▶ [Lo que harás]
• a. Indica si cada una de estas afirmaciones concuerda con el fragmento sobre el baile social y respalda cada respuesta con una cita literal: (i) Sergio Pujol es profesor en la Universidad de Periodismo de La Plata; (ii) el ensayo "Historia del baile. De la milonga a la disco" fue publicado por la editorial Emecé; (iii) según Pujol, el baile es solo una práctica lúdica.
• b. Explica en una a tres oraciones por qué, según el fragmento sobre el baile social, el baile es algo más que una práctica lúdica.
• c. Reescribe como lista el párrafo del fragmento sobre el baile social que empieza con "Sergio Pujol se define" y conserva sus datos principales.

La historia del baile social en la Argentina del siglo XX

Sergio Pujol se define como un historiador cultural. Profesor en la Universidad de Periodismo de La Plata y melómano, es un estudioso de la música popular. En su último ensayo "Historia del baile. De la milonga a la disco" (editorial Emecé) construye magistralmente la práctica de los bailes sociales en la Argentina. El baile -afirma- no es sólo una práctica lúdica, remite a un contexto social y desnuda la manera en que una sociedad funciona, cuáles son sus valores, sus expectativas, sus deseos, sus prejuicios. La riqueza del libro consiste en que logra mostrar cómo los cambios sociales se expresan, también, en y con el cuerpo. El baile, afirma Pujol, puede entenderse como un lugar de resistencia.

– ¿Qué te ha revelado el estudio del baile de esta sociedad ?

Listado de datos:
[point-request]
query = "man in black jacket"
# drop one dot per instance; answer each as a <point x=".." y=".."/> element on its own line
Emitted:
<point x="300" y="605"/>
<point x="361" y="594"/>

▶ [Resultados del ejercicio]
• a.
(i) Sí: "Profesor en la Universidad de Periodismo de La Plata".
(ii) Sí: "(editorial Emecé)".
(iii) No: "El baile -afirma- no es sólo una práctica lúdica".

• b. Según el fragmento, el baile remite a un contexto social. También desnuda la manera en que una sociedad funciona: cuáles son sus valores, sus expectativas, sus deseos y sus prejuicios.

• c.
- Sergio Pujol se define como historiador cultural.
- Es profesor en la Universidad de Periodismo de La Plata, melómano y estudioso de la música popular.
- Su último ensayo, "Historia del baile. De la milonga a la disco" (editorial Emecé), construye magistralmente la práctica de los bailes sociales en la Argentina.
- Afirma que el baile no es solo una práctica lúdica: remite a un contexto social y desnuda cómo funciona una sociedad y cuáles son sus valores, expectativas, deseos y prejuicios.
- La riqueza del libro está en mostrar cómo los cambios sociales se expresan también en y con el cuerpo.
- Para Pujol, el baile puede entenderse como un lugar de resistencia.